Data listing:
■ ■ ■ ■ ■ ■ ■

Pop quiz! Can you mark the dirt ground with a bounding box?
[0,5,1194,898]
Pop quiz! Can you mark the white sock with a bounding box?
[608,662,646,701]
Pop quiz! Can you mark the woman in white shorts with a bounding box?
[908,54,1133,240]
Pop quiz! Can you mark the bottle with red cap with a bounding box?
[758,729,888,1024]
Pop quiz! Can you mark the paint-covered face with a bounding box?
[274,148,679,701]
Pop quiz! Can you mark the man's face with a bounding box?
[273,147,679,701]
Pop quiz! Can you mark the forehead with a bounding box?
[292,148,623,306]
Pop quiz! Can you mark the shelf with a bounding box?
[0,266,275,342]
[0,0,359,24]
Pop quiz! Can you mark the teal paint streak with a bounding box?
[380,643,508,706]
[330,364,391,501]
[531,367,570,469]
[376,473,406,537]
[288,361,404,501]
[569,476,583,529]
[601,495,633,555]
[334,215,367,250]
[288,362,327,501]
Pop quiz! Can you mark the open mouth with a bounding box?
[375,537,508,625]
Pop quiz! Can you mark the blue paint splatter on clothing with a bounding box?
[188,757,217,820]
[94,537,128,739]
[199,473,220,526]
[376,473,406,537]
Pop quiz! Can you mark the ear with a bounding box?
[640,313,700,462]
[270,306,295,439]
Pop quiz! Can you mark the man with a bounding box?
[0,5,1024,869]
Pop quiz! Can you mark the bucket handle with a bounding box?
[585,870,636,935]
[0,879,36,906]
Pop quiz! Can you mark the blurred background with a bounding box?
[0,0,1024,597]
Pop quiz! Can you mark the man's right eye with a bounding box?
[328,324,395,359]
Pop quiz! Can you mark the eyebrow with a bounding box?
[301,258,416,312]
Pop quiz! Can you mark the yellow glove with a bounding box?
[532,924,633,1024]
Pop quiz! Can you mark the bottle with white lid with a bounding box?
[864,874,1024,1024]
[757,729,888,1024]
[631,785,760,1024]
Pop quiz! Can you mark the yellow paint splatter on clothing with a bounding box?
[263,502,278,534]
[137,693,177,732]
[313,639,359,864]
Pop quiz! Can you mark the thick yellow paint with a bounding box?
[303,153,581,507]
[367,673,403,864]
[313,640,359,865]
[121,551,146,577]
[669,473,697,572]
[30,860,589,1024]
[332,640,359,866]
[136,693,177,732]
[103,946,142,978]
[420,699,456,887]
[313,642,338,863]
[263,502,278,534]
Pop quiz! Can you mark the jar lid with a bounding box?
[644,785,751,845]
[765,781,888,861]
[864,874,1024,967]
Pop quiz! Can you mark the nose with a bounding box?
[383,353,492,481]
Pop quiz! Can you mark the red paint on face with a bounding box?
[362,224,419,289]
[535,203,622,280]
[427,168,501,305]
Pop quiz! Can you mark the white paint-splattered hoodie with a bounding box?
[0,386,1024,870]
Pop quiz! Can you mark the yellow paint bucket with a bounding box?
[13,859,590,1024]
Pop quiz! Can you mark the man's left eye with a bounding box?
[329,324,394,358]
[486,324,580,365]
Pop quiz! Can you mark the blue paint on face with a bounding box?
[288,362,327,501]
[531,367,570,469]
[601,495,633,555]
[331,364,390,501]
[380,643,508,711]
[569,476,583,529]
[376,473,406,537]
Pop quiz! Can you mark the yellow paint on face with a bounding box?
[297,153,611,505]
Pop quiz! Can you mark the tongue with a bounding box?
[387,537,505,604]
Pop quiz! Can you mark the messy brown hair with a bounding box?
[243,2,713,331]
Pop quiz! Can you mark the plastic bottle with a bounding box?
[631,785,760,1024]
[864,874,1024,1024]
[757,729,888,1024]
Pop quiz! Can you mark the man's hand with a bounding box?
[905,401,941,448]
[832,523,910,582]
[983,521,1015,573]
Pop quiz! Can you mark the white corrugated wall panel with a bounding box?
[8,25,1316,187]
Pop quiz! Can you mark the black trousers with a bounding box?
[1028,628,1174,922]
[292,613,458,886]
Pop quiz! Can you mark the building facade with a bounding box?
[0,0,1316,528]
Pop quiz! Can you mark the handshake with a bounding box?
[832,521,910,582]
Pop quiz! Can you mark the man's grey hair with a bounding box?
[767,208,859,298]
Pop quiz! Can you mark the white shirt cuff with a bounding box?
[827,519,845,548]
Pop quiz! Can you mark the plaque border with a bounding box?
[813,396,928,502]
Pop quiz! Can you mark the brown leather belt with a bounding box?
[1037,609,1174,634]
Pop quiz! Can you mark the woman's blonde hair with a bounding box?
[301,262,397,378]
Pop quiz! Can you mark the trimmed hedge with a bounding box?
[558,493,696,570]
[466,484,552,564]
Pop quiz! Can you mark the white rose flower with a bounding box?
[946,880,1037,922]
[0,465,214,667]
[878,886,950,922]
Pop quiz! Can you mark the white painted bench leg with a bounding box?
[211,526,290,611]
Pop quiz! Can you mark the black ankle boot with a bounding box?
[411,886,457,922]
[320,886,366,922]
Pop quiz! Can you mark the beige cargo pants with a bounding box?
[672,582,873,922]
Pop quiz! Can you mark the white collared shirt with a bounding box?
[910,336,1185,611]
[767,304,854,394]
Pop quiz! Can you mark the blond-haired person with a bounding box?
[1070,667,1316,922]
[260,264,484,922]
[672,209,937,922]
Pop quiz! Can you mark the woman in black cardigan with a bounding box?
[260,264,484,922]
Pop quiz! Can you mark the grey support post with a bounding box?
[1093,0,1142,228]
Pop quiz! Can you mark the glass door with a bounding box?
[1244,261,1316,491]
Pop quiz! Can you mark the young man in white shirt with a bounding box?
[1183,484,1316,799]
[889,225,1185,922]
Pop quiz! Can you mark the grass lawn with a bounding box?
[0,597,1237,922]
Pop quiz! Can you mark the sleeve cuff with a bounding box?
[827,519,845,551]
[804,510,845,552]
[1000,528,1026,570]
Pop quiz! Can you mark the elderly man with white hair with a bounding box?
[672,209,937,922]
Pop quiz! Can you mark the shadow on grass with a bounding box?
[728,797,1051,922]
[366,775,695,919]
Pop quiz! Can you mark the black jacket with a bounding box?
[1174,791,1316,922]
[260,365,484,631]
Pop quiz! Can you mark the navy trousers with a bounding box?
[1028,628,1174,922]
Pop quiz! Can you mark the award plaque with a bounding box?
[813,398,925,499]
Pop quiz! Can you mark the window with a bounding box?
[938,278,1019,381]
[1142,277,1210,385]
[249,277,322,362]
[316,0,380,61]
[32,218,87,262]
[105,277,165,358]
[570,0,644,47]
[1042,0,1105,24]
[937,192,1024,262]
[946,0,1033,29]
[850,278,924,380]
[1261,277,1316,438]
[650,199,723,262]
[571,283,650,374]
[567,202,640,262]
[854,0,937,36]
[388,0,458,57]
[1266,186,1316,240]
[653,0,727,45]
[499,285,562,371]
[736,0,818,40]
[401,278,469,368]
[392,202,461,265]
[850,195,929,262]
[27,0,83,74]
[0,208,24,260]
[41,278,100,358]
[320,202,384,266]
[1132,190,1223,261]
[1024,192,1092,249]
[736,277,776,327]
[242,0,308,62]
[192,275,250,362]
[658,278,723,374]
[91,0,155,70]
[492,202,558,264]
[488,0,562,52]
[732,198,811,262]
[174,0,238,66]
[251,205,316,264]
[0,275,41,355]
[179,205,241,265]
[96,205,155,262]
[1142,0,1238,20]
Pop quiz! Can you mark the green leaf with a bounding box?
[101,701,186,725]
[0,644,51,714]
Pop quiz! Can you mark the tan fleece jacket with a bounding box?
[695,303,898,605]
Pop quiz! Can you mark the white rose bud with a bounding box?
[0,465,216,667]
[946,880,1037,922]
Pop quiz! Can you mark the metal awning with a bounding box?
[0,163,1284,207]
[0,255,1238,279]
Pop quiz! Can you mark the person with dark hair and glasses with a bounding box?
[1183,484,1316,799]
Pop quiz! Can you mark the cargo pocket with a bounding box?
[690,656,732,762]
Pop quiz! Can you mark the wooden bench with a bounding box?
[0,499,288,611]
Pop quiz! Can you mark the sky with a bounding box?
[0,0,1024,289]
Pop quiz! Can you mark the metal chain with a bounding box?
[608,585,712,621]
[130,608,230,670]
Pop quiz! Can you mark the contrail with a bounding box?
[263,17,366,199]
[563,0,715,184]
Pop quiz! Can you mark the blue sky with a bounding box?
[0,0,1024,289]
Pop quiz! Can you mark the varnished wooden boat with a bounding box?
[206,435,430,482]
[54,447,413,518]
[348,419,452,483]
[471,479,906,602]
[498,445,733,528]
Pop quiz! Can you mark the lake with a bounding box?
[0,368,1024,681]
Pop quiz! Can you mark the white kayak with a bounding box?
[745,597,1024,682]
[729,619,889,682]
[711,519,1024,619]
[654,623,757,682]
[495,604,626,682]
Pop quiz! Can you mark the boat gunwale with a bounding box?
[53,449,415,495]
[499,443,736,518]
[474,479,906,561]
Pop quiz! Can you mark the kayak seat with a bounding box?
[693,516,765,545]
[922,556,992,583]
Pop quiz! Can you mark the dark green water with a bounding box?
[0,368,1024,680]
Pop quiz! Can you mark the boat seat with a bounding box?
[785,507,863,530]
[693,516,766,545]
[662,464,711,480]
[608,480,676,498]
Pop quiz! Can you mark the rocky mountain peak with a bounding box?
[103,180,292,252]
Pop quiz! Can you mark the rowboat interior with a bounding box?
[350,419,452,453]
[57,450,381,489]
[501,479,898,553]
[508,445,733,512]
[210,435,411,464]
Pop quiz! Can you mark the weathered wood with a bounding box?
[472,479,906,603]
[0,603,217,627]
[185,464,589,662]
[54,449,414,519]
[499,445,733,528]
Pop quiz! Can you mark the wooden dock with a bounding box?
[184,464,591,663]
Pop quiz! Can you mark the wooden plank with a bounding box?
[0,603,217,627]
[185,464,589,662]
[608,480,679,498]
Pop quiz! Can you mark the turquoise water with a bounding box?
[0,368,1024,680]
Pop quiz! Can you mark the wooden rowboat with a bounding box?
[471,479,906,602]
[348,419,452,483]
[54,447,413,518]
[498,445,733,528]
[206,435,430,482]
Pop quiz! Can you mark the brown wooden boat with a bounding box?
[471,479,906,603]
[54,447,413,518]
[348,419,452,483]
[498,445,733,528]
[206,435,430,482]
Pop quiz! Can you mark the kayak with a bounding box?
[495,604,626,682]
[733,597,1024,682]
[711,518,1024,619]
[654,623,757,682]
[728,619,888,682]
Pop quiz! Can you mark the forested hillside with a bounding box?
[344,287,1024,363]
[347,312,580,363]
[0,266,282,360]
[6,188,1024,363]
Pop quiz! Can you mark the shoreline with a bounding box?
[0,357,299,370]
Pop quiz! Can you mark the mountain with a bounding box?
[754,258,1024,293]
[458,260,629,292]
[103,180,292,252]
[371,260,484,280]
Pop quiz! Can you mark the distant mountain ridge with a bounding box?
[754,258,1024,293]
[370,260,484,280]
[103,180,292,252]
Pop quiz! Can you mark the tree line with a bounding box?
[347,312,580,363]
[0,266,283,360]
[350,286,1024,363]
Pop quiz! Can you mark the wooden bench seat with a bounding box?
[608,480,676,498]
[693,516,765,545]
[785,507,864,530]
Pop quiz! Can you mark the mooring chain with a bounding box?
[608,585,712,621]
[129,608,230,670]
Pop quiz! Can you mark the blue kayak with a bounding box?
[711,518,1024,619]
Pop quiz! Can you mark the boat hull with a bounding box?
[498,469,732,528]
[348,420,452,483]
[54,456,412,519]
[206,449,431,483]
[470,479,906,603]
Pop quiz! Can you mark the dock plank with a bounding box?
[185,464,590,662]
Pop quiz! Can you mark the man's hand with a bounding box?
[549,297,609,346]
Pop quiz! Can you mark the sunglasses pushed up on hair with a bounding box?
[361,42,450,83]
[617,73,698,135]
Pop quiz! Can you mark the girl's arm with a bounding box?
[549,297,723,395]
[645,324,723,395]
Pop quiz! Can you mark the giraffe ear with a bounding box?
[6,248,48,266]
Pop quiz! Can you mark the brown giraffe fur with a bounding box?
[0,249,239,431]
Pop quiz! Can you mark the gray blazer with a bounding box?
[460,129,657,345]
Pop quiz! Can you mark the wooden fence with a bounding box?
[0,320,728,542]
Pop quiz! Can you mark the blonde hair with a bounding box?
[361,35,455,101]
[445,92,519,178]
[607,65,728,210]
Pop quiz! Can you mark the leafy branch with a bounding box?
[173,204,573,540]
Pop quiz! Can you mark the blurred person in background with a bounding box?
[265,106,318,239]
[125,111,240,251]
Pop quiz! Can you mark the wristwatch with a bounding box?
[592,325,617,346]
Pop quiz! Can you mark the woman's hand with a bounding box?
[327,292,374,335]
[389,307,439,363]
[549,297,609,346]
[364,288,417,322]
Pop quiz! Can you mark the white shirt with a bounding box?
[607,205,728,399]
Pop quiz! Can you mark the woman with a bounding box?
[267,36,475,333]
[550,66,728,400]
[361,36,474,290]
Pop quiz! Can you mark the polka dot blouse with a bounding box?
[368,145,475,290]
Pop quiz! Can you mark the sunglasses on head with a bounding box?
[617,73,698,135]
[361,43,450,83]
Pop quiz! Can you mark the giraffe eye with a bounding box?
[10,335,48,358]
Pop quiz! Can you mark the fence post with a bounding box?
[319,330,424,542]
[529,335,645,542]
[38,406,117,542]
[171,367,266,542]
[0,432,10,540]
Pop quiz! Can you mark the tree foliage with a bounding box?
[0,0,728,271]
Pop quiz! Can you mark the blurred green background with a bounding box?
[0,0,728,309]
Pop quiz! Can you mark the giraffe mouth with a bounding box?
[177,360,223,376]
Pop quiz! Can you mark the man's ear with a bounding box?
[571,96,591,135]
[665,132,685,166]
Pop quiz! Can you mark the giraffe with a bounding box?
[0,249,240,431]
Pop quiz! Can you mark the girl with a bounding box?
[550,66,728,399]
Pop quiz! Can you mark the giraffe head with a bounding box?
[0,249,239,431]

■ ■ ■ ■ ■ ■ ■

(Exercise) Rewrite the entries starting with the line that contains "Pop quiz! Can you mark the blue kayak" and ending after the line that contains "[368,145,475,290]". Keep every request line as is, and shift each box by adding 50 to every one of its coordinates.

(Solution to this problem)
Pop quiz! Can you mark the blue kayak with a bounding box?
[761,568,1074,669]
Pop quiz! Can you mark the boat hull with a bounding box?
[548,519,782,578]
[398,470,502,533]
[104,506,462,569]
[256,499,481,533]
[520,529,956,653]
Pop quiz! Can you mark the dock plank with a bounding box?
[235,514,640,712]
Pop quiz! Can you mark the man's hand with a bounding box?
[599,347,659,396]
Pop quiz! Can you mark the sunglasses pushed up on hair with a bounding box?
[411,92,500,133]
[667,123,748,185]
Pop quiz! Can you mark the girl's arm with a bounding box?
[599,347,773,445]
[695,374,773,445]
Pop quiz! Can you mark the giraffe ear with a bounding box?
[56,298,98,316]
Pop quiz! Can you mark the brown giraffe fur with a bounding box?
[50,299,289,481]
Pop quiz! Can you mark the gray blazer with a bounding box?
[510,179,707,395]
Pop quiz! Can you mark the wooden fence with a bounding box?
[50,370,778,592]
Pop quiz! Can you mark the blonde hair with a bounding box?
[411,85,505,151]
[495,142,569,228]
[657,115,778,260]
Pop quiz! Can you mark the leafy branch with a bounding box?
[223,254,623,590]
Pop quiz! Can you mark the blurred person in background with a bounding box?
[315,156,368,289]
[175,161,290,301]
Pop quiz! Can you mark the wristwatch with a bounding box?
[642,375,667,396]
Pop quiz! Can you mark the woman's hand with a bounding box?
[377,342,424,385]
[439,357,489,413]
[599,347,659,396]
[414,338,467,372]
Pop quiz! Can you mark the white shirt with a bounding box?
[657,255,778,449]
Pop quiz! Can you mark the woman with a bounding box?
[317,86,525,383]
[600,116,778,450]
[411,86,524,340]
Pop quiz! Can you mark the polka dot blouse with a bounding box?
[418,195,525,340]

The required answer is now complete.